Locate the line containing "Where can you see the microphone" in the data below. Reproduce it and every following line up to the end, exactly as given.

------------------------

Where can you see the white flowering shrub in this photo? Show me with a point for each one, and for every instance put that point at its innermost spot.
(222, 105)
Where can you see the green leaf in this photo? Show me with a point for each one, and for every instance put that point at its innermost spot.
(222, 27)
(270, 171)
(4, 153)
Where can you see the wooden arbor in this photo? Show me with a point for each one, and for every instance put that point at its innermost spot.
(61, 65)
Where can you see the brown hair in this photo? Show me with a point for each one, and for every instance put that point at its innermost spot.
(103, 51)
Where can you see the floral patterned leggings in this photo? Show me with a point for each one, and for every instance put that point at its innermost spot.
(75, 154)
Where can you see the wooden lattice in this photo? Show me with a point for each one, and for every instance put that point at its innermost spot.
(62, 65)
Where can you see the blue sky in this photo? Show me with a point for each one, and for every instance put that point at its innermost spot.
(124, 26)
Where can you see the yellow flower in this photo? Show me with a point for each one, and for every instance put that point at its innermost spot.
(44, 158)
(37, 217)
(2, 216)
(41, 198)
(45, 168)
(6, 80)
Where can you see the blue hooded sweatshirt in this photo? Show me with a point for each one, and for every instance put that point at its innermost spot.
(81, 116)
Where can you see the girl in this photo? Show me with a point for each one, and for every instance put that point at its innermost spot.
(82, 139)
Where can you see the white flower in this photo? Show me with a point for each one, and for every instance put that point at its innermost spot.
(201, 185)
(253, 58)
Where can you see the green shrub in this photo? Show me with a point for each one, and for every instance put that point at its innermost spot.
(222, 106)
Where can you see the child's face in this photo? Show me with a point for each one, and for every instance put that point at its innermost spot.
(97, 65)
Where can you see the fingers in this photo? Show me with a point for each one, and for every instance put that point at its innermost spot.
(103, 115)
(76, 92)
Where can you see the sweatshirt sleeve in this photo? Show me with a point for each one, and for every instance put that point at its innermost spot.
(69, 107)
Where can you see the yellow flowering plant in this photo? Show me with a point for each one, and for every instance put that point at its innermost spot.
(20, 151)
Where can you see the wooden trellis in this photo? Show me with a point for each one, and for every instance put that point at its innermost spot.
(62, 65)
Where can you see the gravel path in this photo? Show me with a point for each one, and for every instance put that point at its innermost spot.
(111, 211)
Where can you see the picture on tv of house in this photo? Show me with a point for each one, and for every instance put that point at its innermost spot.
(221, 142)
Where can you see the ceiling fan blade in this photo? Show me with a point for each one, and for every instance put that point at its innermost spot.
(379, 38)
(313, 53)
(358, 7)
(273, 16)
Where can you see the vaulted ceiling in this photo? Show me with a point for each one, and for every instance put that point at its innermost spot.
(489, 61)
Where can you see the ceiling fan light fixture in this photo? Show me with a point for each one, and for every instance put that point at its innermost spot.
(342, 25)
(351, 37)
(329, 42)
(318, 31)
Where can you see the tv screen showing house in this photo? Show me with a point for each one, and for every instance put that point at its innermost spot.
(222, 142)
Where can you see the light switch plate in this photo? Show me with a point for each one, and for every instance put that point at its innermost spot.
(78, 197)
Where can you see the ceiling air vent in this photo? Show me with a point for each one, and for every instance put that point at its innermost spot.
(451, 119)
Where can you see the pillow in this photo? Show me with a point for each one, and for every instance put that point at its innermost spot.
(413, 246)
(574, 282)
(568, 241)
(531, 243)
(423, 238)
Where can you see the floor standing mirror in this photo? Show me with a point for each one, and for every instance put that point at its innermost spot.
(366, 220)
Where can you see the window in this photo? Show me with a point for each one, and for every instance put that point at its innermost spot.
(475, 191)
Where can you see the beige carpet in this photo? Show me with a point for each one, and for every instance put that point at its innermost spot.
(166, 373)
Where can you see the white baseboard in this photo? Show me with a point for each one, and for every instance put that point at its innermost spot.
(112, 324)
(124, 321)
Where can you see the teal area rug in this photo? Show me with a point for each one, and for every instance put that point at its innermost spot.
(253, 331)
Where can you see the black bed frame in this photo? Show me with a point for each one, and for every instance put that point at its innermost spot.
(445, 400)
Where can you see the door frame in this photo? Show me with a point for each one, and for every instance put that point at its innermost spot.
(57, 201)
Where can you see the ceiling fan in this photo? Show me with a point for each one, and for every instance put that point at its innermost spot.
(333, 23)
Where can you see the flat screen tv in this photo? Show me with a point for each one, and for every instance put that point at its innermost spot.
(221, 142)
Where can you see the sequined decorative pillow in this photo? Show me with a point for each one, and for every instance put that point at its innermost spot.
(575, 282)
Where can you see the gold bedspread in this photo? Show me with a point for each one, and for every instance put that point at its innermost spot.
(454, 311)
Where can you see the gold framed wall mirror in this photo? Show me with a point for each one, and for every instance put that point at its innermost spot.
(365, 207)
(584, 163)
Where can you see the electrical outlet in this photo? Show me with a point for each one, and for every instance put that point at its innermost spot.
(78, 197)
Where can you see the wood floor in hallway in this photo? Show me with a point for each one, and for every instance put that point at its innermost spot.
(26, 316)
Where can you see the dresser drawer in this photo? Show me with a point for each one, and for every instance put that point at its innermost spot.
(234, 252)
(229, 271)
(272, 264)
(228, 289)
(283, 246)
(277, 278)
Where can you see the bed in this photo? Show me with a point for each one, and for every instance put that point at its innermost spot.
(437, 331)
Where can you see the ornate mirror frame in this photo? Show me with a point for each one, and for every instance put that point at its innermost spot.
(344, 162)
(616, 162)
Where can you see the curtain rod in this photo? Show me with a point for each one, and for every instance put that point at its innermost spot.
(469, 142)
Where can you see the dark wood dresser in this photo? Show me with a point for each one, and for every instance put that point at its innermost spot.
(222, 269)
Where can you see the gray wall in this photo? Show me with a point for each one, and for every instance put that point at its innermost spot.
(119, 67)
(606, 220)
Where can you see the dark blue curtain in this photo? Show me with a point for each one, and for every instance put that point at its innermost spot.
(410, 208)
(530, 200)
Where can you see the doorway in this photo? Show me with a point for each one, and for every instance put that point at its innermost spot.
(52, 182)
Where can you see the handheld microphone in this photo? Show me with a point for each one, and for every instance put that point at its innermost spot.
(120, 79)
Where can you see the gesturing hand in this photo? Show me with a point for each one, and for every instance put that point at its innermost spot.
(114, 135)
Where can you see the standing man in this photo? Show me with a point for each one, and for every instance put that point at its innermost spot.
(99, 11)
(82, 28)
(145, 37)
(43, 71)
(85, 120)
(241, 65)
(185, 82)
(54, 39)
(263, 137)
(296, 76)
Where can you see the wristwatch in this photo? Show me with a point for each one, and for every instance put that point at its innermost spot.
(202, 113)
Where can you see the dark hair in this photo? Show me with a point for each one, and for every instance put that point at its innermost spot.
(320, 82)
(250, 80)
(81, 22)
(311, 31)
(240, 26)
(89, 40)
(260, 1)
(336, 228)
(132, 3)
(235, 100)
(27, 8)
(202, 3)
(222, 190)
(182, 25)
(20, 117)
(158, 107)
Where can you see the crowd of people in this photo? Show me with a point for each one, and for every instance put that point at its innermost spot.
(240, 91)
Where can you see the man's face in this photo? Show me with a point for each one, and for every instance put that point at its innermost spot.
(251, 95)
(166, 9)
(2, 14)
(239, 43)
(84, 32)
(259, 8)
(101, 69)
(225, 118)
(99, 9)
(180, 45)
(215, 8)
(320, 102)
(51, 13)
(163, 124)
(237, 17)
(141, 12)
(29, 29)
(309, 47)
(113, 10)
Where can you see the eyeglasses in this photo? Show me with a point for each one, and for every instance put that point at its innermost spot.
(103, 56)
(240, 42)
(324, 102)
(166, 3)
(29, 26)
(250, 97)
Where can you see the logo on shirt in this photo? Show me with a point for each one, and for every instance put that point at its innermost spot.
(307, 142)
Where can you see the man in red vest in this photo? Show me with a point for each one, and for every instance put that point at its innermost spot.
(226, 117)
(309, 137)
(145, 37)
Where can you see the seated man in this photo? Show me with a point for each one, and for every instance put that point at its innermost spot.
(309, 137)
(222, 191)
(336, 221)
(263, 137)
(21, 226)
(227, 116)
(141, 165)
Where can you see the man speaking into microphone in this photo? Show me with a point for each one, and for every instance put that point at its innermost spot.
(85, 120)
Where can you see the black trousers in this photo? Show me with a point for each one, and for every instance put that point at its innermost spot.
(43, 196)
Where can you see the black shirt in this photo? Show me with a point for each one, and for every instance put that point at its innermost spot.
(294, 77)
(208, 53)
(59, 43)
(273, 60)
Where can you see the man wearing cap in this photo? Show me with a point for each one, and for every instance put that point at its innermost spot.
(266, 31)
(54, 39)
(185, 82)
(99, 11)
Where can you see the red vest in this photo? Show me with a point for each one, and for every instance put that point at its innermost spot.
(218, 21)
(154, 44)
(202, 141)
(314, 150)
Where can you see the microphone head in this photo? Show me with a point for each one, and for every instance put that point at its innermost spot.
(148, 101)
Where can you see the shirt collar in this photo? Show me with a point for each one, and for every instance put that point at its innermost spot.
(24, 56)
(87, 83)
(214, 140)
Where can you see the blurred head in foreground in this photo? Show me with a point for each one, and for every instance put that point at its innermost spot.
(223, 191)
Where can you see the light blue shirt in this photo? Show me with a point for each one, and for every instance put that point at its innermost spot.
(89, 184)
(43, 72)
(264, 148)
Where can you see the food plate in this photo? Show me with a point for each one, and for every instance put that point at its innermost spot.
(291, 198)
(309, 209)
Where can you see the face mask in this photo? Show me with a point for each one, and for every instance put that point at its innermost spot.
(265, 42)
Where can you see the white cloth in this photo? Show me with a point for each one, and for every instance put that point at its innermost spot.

------------------------

> Written solution
Where can you see the microphone head in this photo? Show me with a point for each one, and for every instance put that point at its innermost spot.
(148, 101)
Where can you see the shirt collar in this photo? Show me with a point for each one, and for every instance put that point at its innermost spot.
(24, 56)
(87, 83)
(214, 140)
Where can you see the blurred head in foreground in this photo? Show me with a point for each one, and for every instance put that point at its innermost spot.
(223, 191)
Where can you see the light blue shirt in this photo? Show me with a point for each one, and for every instance put that point at its innermost spot.
(89, 184)
(43, 72)
(264, 148)
Where can you see the food plate in this photo? Show me with a point for each one, and for every instance put that point at its innermost spot.
(291, 198)
(309, 209)
Where can you see the face mask in this photo? Show me with a point for each one, and for every instance put that point at its innermost spot.
(265, 42)
Where can you see the white cloth in this photo? Show me with a point for each one, and for every instance put that point at its innermost spot.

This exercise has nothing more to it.